Entries from a dataset:
....
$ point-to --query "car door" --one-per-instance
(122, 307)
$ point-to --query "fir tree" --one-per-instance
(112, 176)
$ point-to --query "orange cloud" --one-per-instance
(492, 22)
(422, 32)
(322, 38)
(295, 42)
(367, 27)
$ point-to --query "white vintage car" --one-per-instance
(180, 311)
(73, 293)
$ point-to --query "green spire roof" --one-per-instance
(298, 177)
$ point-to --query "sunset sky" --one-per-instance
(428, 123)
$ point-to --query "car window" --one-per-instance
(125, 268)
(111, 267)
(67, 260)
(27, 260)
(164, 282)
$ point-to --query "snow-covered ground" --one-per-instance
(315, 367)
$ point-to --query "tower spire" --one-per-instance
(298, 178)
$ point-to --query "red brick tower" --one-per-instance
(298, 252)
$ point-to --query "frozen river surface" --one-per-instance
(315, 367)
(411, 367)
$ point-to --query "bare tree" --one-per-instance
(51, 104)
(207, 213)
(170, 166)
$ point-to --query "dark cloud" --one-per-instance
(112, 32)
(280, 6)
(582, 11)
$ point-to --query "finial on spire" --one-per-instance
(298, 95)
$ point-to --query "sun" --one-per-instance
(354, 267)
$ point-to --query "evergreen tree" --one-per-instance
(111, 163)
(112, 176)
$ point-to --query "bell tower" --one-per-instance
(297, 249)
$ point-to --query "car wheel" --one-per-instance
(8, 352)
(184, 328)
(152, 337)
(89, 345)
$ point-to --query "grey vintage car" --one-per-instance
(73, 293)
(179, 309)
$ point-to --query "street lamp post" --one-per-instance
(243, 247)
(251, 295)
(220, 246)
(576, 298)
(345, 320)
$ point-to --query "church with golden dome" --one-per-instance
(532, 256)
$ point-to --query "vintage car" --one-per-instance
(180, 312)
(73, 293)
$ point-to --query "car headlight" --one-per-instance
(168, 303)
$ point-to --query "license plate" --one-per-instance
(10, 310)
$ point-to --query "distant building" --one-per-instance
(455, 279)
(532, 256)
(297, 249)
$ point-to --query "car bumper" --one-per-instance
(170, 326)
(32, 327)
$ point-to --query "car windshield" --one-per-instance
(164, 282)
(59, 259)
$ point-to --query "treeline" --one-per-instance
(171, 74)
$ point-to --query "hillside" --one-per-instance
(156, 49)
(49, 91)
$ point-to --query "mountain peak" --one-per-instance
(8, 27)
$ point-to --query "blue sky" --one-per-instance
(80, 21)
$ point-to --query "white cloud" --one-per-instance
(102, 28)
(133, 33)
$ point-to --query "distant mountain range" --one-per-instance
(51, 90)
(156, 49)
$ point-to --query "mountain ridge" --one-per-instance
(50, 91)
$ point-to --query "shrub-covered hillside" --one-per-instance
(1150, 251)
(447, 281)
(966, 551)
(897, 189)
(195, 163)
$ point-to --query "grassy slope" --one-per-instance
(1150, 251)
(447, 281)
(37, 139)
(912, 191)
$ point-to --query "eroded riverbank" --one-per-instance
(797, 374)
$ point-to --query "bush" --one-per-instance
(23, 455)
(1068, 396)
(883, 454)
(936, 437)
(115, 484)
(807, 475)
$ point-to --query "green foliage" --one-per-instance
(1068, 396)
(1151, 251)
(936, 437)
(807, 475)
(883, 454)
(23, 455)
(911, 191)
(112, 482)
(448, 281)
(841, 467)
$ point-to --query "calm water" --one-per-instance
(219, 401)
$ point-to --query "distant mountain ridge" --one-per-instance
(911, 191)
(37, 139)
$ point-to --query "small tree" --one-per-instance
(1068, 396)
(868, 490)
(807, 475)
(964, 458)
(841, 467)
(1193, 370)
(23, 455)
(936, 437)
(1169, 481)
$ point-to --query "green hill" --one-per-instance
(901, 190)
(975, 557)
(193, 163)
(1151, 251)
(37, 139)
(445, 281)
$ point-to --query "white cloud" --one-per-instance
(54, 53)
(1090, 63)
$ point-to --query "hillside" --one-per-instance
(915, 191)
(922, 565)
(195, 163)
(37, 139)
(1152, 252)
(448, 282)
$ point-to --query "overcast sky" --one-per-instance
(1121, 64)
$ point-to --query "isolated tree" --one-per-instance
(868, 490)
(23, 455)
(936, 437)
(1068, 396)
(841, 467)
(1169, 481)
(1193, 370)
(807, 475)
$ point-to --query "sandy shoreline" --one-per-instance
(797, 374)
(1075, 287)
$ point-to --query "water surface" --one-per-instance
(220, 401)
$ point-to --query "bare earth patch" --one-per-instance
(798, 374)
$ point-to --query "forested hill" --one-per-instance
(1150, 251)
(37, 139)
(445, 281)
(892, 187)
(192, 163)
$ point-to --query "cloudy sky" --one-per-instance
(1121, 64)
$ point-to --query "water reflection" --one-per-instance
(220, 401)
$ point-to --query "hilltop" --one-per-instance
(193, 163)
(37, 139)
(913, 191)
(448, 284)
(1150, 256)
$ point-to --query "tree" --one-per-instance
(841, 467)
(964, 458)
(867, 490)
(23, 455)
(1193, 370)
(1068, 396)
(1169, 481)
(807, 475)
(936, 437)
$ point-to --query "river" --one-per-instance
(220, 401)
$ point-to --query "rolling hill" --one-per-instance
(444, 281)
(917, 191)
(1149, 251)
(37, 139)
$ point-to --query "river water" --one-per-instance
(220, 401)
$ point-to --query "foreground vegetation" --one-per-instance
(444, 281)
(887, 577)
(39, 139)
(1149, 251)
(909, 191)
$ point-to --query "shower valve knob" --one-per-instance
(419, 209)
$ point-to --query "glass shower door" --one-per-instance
....
Exercise requirements: Give the data again, exactly as it stands.

Response to the exercise:
$ point-to --query "car door" --one-per-instance
(122, 307)
$ point-to --query "fir tree" --one-per-instance
(112, 176)
$ point-to --query "orange cloud" --one-per-instance
(492, 22)
(422, 32)
(322, 38)
(295, 42)
(367, 27)
$ point-to --query "white vintage car" --one-per-instance
(180, 311)
(73, 293)
$ point-to --query "green spire roof" --one-per-instance
(298, 177)
$ point-to --query "sunset sky" --one-per-instance
(428, 123)
$ point-to --query "car window" --one-per-instance
(125, 268)
(111, 267)
(67, 260)
(27, 260)
(164, 282)
$ point-to --query "snow-covered ground" --one-per-instance
(315, 367)
$ point-to --query "tower spire" --one-per-instance
(298, 178)
$ point-to --query "red brick tower" --one-per-instance
(298, 252)
$ point-to --query "frozen river surface" --one-per-instance
(315, 367)
(411, 367)
$ point-to --query "bare tree" --one-per-instance
(51, 104)
(207, 213)
(170, 166)
$ point-to --query "dark cloud" --one-per-instance
(112, 32)
(280, 6)
(582, 11)
$ point-to --query "finial on spire" --one-per-instance
(298, 95)
$ point-to --query "sun" --one-per-instance
(354, 267)
$ point-to --query "evergreen tree" --one-per-instance
(111, 163)
(112, 176)
$ point-to --query "bell tower" --one-per-instance
(297, 249)
$ point-to --query "car wheel" --one-per-instance
(8, 352)
(184, 328)
(152, 337)
(89, 345)
$ point-to --query "grey vintage car" --one-per-instance
(73, 293)
(179, 309)
$ point-to --query "street lamp post" --one-per-instance
(243, 247)
(251, 295)
(220, 246)
(576, 298)
(345, 320)
$ point-to --query "church with golden dome" --one-per-instance
(532, 256)
$ point-to --query "vintage car" --one-per-instance
(180, 312)
(73, 293)
$ point-to --query "car headlight" --one-per-instance
(168, 303)
$ point-to --query "license plate" --one-per-instance
(10, 310)
$ point-to --query "distant building" --one-per-instance
(455, 279)
(532, 256)
(297, 249)
$ point-to --query "car bumper" --one-per-instance
(170, 326)
(32, 327)
$ point-to --query "car windshield" --one-per-instance
(164, 282)
(59, 259)
$ point-to --query "treeline" --one-per-instance
(171, 74)
$ point-to --query "hillside" --one-per-instance
(156, 49)
(49, 91)
$ point-to --query "mountain peak" --one-per-instance
(8, 27)
$ point-to --query "blue sky" --one-per-instance
(80, 21)
$ point-to --query "white cloud" --one-per-instance
(102, 28)
(133, 33)
$ point-to --query "distant mountain range" --one-per-instance
(51, 90)
(156, 49)
$ point-to --query "mountain ridge" --one-per-instance
(50, 91)
$ point-to --query "shrub-covered hillside" --one-per-instance
(1150, 251)
(447, 281)
(966, 551)
(897, 189)
(195, 163)
$ point-to --query "grassy slope" --one-per-instance
(1150, 251)
(447, 281)
(37, 139)
(912, 191)
$ point-to --query "eroded riverbank" --one-per-instance
(797, 374)
$ point-to --query "bush" --one-per-instance
(23, 455)
(1068, 396)
(883, 454)
(936, 437)
(115, 484)
(807, 475)
$ point-to --query "green foliage" --one-per-instance
(1068, 396)
(1151, 251)
(936, 437)
(807, 475)
(883, 454)
(23, 455)
(911, 191)
(112, 482)
(448, 281)
(841, 467)
$ point-to --query "calm water" --one-per-instance
(219, 401)
$ point-to --query "distant mountain ridge" --one-per-instance
(911, 191)
(37, 139)
$ point-to --query "small tree" --one-per-instance
(1068, 396)
(868, 490)
(807, 475)
(964, 458)
(841, 467)
(1193, 370)
(23, 455)
(936, 437)
(1169, 481)
$ point-to --query "green hill" --one-per-instance
(901, 190)
(975, 557)
(193, 163)
(1151, 251)
(37, 139)
(445, 281)
$ point-to --query "white cloud" --one-per-instance
(54, 53)
(1090, 63)
$ point-to --query "hillside" --one-per-instance
(915, 191)
(922, 565)
(195, 163)
(37, 139)
(1152, 252)
(448, 282)
$ point-to --query "overcast sky" --one-per-instance
(1121, 64)
$ point-to --query "isolated tree" --one-per-instance
(868, 490)
(23, 455)
(936, 437)
(1068, 396)
(841, 467)
(1169, 481)
(1193, 370)
(807, 475)
$ point-to --query "sandy shoreline" --one-per-instance
(797, 374)
(1075, 287)
$ point-to --query "water surface" --one-per-instance
(220, 401)
$ point-to --query "bare earth patch" --one-per-instance
(798, 374)
$ point-to --query "forested hill" --one-per-instance
(1150, 251)
(37, 139)
(445, 281)
(892, 187)
(192, 163)
$ point-to --query "cloudy sky" --one-per-instance
(1121, 64)
$ point-to --query "water reflection" --one-per-instance
(220, 401)
$ point-to --query "hilltop" --one-per-instance
(193, 163)
(37, 139)
(913, 191)
(448, 284)
(1150, 256)
$ point-to --query "tree" --one-per-instance
(841, 467)
(964, 458)
(867, 490)
(23, 455)
(1193, 370)
(1068, 396)
(1169, 481)
(807, 475)
(936, 437)
$ point-to --query "river" --one-per-instance
(220, 401)
$ point-to --query "rolling hill" --one-per-instance
(444, 281)
(917, 191)
(1149, 251)
(37, 139)
$ point-to --query "river water" --one-per-instance
(220, 401)
$ point-to --query "foreground vegetation" --one-per-instance
(444, 281)
(887, 577)
(39, 139)
(1149, 251)
(909, 191)
$ point-to --query "shower valve knob" --one-per-instance
(419, 209)
$ point-to --query "glass shower door" --one-per-instance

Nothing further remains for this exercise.